### Work to complete
Look through the lines below; wherever the word "bridge" appears, copy that line.

Saved entries

******

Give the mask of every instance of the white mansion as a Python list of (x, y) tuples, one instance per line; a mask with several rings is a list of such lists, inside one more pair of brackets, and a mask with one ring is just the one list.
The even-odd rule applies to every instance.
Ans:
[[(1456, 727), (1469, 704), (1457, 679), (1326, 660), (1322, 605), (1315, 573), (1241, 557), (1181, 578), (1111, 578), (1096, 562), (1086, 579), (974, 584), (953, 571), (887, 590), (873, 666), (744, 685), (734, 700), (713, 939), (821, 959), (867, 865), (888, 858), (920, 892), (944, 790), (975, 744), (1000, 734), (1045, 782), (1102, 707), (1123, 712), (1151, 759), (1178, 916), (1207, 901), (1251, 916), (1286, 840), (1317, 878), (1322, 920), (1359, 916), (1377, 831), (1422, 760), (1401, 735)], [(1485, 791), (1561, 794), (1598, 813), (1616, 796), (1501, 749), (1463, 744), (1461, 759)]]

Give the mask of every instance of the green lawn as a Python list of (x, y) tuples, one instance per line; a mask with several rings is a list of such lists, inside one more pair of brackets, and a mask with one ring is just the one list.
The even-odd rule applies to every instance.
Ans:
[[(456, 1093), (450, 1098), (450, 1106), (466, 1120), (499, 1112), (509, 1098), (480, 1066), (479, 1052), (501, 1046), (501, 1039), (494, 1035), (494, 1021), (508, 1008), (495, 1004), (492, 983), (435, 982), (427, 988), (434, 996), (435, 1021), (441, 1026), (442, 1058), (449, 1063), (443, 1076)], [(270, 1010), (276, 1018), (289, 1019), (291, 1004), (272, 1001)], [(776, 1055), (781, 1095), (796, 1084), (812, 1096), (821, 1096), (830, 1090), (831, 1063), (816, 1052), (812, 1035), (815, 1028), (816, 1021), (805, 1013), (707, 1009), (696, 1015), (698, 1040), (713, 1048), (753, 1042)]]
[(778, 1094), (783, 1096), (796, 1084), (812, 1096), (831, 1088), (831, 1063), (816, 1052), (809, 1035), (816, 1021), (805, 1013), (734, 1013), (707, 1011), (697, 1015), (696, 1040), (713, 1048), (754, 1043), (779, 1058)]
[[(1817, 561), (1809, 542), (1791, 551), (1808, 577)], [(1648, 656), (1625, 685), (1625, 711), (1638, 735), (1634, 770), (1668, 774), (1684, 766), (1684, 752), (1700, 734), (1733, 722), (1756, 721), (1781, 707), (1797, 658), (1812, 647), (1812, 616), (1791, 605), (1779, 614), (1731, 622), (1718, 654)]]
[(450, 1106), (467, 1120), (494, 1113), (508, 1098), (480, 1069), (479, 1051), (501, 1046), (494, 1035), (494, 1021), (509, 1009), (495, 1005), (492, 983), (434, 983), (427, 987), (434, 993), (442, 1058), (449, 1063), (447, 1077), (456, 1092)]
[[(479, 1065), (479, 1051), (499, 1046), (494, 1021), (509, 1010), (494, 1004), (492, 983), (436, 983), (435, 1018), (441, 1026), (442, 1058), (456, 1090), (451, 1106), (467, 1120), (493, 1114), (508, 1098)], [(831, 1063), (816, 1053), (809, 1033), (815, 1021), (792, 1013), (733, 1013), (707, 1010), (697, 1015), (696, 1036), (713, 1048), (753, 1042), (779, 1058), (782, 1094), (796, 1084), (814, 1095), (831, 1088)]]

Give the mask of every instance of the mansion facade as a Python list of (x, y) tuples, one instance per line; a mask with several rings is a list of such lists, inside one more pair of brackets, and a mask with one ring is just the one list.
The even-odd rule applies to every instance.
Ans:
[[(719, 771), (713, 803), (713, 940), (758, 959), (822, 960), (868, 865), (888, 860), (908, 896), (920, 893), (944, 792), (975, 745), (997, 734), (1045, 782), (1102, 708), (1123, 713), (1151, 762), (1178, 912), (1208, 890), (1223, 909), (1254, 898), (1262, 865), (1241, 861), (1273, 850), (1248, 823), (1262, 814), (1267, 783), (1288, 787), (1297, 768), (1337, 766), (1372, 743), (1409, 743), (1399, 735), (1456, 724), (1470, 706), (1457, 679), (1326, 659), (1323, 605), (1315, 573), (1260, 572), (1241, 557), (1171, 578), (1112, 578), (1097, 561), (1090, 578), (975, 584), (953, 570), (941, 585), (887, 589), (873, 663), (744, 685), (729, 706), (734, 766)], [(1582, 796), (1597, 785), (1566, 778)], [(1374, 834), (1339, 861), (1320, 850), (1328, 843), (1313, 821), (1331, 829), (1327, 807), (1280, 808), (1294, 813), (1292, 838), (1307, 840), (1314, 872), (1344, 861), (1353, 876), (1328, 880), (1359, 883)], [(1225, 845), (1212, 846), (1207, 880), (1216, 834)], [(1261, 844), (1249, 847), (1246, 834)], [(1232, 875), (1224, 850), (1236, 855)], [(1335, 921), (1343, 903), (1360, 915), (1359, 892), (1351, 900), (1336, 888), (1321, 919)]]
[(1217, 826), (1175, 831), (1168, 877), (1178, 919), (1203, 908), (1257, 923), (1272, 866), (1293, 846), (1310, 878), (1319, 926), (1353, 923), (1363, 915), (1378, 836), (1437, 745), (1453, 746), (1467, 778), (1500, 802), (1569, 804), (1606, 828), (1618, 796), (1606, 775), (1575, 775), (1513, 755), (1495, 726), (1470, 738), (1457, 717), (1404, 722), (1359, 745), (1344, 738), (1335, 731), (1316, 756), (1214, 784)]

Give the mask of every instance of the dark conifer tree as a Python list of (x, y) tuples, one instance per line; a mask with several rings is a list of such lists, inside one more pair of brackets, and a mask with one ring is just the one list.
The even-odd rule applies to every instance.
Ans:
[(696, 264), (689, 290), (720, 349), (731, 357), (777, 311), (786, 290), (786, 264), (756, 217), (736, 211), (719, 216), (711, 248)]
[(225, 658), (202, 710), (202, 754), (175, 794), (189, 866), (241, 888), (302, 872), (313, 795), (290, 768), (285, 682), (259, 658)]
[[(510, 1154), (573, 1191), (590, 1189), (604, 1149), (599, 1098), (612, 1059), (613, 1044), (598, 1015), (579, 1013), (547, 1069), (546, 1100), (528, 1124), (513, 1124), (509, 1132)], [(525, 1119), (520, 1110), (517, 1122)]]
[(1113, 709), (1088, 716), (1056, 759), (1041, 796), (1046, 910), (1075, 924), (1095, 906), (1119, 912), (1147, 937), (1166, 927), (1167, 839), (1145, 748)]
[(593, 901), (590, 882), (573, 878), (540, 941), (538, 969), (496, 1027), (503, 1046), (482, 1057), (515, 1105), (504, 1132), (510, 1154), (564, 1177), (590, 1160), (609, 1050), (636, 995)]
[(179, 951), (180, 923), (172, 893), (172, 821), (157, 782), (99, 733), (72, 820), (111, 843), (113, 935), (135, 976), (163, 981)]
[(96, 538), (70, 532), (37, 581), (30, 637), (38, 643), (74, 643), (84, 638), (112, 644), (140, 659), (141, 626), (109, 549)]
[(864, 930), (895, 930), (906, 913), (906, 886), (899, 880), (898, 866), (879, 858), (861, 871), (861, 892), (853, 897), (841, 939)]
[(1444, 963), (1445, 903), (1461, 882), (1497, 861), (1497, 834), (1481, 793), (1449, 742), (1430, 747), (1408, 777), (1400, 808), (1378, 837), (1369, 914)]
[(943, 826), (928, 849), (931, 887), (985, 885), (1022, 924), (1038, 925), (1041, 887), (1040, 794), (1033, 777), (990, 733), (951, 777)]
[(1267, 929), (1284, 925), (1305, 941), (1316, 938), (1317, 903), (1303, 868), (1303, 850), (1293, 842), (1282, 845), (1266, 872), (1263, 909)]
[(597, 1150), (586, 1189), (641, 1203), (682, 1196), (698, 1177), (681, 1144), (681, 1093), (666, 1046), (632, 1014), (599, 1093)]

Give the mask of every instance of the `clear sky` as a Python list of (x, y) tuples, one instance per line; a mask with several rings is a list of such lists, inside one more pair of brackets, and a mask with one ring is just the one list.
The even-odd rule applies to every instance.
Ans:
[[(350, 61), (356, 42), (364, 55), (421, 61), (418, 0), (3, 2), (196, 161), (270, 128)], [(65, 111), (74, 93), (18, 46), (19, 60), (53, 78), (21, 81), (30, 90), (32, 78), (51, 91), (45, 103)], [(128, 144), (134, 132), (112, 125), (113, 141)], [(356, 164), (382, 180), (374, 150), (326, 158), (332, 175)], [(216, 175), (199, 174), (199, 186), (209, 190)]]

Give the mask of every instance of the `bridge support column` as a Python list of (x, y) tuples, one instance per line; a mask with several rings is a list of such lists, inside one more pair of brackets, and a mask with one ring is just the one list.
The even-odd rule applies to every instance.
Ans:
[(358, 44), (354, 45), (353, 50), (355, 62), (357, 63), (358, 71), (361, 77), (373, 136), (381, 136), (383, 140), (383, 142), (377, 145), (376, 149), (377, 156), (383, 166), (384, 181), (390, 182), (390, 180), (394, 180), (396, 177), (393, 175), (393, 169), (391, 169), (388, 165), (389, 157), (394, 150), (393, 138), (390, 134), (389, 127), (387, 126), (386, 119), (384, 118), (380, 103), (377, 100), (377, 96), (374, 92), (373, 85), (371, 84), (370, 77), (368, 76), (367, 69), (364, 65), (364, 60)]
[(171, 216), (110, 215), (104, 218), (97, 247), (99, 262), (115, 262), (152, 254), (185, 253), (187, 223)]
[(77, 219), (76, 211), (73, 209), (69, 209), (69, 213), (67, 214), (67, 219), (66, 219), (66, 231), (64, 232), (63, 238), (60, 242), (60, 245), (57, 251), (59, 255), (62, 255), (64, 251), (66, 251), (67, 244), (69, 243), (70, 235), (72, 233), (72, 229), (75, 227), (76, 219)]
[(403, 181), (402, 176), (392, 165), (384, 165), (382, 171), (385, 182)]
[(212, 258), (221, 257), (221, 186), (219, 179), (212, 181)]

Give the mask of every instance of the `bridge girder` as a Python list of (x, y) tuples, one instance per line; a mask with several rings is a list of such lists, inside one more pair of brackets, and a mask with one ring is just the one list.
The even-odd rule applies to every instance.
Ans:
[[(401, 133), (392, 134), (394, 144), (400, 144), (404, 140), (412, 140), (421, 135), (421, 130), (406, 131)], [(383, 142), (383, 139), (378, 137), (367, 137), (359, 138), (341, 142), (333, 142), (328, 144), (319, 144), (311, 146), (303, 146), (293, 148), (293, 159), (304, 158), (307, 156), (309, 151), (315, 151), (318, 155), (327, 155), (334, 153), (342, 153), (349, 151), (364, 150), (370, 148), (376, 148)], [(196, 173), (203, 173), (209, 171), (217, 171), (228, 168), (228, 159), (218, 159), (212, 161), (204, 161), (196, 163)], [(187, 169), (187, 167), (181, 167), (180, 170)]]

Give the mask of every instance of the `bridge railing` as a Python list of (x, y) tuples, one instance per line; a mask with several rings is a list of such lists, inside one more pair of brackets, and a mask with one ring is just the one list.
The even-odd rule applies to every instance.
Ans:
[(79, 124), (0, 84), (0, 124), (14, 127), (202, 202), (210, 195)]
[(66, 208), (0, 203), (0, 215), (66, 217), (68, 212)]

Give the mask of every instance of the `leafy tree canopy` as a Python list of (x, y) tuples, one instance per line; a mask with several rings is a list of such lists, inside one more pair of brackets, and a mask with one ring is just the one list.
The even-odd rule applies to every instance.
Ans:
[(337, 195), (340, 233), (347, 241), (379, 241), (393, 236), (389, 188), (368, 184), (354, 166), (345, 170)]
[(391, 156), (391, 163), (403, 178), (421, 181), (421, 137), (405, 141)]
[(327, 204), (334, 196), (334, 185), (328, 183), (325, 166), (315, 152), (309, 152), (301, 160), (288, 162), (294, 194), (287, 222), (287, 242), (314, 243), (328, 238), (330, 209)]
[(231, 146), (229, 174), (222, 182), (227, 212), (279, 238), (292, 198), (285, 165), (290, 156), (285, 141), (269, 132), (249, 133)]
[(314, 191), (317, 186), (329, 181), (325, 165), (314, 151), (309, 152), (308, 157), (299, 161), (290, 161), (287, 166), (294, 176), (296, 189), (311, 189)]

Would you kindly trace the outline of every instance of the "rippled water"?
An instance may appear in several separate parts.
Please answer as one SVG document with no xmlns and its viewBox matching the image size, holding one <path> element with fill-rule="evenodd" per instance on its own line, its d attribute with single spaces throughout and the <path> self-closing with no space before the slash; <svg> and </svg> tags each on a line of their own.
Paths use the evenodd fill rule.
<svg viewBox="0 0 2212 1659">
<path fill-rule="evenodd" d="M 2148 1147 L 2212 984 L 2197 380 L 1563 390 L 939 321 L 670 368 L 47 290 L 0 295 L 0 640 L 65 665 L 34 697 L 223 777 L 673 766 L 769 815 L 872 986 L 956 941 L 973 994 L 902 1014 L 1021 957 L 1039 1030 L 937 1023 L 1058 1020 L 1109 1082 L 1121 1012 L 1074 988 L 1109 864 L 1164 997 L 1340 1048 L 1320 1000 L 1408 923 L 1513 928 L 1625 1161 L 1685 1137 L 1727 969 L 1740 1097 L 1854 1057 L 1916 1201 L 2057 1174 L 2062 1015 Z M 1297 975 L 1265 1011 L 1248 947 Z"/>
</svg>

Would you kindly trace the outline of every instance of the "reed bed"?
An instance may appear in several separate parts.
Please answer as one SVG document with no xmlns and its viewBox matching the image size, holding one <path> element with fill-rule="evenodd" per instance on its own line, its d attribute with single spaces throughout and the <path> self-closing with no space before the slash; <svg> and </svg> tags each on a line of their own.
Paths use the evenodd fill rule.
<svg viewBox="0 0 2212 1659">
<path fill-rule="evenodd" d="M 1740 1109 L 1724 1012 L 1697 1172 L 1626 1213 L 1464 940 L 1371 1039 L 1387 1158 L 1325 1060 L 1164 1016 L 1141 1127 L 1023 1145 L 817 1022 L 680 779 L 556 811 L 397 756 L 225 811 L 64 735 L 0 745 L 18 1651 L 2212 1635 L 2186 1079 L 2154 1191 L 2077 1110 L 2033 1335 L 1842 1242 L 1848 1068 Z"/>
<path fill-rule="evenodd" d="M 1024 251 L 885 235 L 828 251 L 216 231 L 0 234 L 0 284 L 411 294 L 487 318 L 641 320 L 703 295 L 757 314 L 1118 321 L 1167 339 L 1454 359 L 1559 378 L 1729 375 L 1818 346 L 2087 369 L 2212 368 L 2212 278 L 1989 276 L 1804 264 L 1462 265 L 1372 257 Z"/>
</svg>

******

### Worked solution
Give the mask of every instance of the `bridge support column` as a Python list of (x, y) tuples, one instance per line; a mask with several rings is a list of such lists, inside one more pair of brackets, and a mask with one ring is just the one list.
Give the mask of every instance of the `bridge girder` as a Python list of (x, y) tuples, one instance per line; a mask with several rings is a list of such lists, inside one more pair of brackets, and a mask with one ring is just the one list.
Give the mask of every instance of the `bridge railing` as a Python list of (x, y) tuples, one instance per line; a mask with several rings is a list of such lists, inside one more pair of brackets, and a mask with one ring is just the one list.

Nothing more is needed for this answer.